EXERCISE DIRECTIONS: Nothing before the line containing "Exercise. Point out the roof" belongs in the answer; quote that line and all lines after it through the end of the material, word for word.

EXTRACTED RECORDS:
+--

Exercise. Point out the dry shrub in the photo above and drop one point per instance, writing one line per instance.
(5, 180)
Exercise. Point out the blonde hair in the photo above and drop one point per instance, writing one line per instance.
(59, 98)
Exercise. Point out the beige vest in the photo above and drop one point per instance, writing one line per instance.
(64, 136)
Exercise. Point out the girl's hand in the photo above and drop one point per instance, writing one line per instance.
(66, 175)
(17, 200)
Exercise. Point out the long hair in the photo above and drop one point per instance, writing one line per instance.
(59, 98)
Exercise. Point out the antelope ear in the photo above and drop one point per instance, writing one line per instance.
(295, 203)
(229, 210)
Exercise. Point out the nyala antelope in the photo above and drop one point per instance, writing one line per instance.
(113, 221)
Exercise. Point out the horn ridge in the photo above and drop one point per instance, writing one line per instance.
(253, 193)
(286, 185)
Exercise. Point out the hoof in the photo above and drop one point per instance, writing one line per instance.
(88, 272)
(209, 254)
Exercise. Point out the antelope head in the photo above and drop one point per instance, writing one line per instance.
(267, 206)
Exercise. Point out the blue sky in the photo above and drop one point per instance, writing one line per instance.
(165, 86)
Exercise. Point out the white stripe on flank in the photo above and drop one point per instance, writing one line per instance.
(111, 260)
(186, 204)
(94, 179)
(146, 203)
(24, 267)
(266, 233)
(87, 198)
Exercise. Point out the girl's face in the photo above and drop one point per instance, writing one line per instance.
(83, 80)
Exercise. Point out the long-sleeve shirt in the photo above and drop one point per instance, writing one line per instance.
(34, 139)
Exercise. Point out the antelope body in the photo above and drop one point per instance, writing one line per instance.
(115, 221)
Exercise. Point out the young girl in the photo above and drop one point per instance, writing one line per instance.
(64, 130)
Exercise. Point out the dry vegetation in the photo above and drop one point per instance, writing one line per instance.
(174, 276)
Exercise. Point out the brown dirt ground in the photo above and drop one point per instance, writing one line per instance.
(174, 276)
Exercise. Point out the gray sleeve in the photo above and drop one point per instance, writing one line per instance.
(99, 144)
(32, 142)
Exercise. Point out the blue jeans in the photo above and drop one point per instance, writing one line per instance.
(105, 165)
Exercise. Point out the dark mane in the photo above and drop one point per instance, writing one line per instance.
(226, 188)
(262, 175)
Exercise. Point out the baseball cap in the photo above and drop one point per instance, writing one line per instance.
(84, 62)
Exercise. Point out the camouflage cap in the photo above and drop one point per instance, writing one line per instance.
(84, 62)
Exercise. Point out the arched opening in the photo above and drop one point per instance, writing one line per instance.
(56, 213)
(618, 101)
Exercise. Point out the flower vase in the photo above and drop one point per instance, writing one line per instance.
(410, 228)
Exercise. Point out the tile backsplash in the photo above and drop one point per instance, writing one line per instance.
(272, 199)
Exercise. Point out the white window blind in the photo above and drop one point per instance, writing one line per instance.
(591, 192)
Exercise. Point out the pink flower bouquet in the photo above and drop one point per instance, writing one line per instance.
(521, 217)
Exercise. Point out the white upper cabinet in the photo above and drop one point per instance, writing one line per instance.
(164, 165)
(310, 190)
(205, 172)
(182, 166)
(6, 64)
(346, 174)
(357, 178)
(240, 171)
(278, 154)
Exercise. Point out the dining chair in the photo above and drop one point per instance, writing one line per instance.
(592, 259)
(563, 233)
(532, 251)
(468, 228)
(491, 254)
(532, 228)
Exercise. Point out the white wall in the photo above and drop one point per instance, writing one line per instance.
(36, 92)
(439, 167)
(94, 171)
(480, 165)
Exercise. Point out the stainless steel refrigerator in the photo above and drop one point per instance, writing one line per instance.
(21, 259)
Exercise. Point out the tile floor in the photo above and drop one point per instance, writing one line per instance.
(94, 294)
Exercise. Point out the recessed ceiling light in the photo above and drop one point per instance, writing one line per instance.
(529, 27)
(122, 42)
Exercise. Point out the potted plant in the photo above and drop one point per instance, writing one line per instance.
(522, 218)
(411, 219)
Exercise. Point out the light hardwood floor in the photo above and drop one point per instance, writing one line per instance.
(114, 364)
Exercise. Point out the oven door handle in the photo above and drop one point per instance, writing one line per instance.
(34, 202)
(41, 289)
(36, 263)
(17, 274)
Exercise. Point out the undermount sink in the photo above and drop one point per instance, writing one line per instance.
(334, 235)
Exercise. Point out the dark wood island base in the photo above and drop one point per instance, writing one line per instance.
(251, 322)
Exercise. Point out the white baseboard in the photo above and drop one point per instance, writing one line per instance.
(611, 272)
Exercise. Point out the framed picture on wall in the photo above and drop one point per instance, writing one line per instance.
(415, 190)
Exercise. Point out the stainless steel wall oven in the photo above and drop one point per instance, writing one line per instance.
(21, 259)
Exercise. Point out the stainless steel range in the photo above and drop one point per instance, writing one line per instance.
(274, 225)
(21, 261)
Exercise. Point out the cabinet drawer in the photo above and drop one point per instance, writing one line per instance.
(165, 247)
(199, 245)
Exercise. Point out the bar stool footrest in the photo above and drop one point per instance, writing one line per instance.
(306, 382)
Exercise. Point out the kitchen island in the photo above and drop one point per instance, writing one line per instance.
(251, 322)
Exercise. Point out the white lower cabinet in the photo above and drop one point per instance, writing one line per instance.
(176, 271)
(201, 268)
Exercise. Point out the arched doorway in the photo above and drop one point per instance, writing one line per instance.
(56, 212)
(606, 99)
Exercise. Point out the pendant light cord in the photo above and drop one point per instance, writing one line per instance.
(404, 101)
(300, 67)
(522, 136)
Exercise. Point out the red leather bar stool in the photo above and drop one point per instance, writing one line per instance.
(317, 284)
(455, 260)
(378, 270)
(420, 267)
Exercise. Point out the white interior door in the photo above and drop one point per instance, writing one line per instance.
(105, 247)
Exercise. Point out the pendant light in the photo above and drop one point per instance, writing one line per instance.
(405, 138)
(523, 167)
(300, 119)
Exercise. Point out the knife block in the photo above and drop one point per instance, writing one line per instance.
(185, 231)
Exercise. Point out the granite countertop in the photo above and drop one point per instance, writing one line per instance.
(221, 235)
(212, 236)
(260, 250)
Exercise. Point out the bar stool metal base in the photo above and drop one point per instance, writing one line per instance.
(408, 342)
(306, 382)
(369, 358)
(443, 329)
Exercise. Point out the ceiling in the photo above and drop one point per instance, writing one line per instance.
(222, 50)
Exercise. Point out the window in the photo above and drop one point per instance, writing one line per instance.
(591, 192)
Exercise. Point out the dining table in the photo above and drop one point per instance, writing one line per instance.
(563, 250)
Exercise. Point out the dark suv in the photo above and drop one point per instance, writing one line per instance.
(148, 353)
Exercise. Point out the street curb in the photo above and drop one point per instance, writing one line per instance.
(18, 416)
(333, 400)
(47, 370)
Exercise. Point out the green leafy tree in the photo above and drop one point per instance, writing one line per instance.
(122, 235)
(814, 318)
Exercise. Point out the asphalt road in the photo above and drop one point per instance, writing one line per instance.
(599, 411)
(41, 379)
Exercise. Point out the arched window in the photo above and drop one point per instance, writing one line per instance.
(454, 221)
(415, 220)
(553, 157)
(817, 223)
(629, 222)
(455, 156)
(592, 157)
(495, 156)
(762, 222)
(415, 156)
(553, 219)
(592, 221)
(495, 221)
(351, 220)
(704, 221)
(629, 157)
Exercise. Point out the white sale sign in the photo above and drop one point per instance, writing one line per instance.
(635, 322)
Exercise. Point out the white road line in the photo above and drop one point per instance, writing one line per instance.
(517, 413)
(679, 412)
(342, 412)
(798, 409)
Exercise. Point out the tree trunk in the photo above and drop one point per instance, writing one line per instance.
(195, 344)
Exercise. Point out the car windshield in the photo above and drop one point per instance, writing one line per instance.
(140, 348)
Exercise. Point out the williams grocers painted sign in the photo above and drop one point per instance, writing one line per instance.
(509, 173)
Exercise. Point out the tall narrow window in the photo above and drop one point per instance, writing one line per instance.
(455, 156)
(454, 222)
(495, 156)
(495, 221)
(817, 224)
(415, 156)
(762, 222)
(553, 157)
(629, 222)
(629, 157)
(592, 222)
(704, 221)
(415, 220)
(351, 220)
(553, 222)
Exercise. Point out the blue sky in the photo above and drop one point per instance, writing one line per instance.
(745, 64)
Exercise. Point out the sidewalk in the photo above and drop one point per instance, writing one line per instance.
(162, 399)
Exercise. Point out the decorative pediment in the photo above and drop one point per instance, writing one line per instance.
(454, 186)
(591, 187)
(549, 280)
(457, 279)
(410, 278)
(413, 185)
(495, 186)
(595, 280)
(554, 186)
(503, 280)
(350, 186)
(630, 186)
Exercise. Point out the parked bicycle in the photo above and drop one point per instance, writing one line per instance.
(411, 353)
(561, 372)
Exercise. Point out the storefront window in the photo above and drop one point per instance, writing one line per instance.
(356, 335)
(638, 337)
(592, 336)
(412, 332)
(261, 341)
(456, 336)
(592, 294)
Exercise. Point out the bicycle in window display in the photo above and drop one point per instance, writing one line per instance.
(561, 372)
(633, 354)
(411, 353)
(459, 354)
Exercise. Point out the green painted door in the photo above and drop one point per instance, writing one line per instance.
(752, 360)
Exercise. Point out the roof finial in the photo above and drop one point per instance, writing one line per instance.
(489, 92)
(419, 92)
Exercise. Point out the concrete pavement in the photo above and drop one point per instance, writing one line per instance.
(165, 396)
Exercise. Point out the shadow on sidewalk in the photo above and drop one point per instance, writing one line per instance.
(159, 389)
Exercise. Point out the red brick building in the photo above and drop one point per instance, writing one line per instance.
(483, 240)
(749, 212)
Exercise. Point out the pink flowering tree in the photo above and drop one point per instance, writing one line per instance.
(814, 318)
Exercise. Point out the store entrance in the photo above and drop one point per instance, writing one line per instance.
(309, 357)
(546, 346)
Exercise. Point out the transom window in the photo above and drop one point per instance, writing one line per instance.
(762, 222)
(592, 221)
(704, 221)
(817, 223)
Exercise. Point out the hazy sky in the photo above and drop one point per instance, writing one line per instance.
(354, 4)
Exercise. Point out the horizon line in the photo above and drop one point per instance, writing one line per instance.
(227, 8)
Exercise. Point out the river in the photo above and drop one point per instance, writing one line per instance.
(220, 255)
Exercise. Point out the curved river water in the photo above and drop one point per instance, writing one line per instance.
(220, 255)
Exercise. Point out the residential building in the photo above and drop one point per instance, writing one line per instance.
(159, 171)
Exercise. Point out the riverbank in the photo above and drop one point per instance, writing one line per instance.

+--

SOLUTION TO THE PROBLEM:
Exercise. Point out the roof finial in the photo above and drop one point per instance, writing one line per instance.
(489, 92)
(419, 92)
Exercise. Point out the concrete pavement in the photo above and drop one point per instance, writing one line per instance.
(165, 396)
Exercise. Point out the shadow on sidewalk in the photo above and drop one point per instance, writing one line per instance.
(159, 389)
Exercise. Point out the red brick building in the photo above and drop one point per instance, writing one line per instance.
(483, 240)
(749, 212)
Exercise. Point out the pink flowering tree in the photo above and drop one point per instance, writing one line per instance.
(814, 318)
Exercise. Point out the store entrance in the photo above and drop one point per instance, writing one line per instance.
(309, 357)
(546, 346)
Exercise. Point out the transom window in the photo above and drop one point per instance, writing one line per instance.
(762, 222)
(592, 221)
(704, 221)
(817, 223)
Exercise. Point out the hazy sky in the photo above and drop one point per instance, writing one line per instance.
(354, 4)
Exercise. Point out the horizon line in the photo above and drop one point per instance, writing one line per instance.
(227, 8)
Exercise. Point out the river in the photo above and drop one point per instance, writing one line per instance.
(220, 255)
Exercise. Point out the curved river water in the photo above and drop one point per instance, writing one line per instance.
(220, 255)
Exercise. Point out the residential building in the photo above and drop one point per instance, writing one line per instance.
(159, 171)
Exercise. Point out the riverbank in the photo above and drop one point per instance, writing one line per instance.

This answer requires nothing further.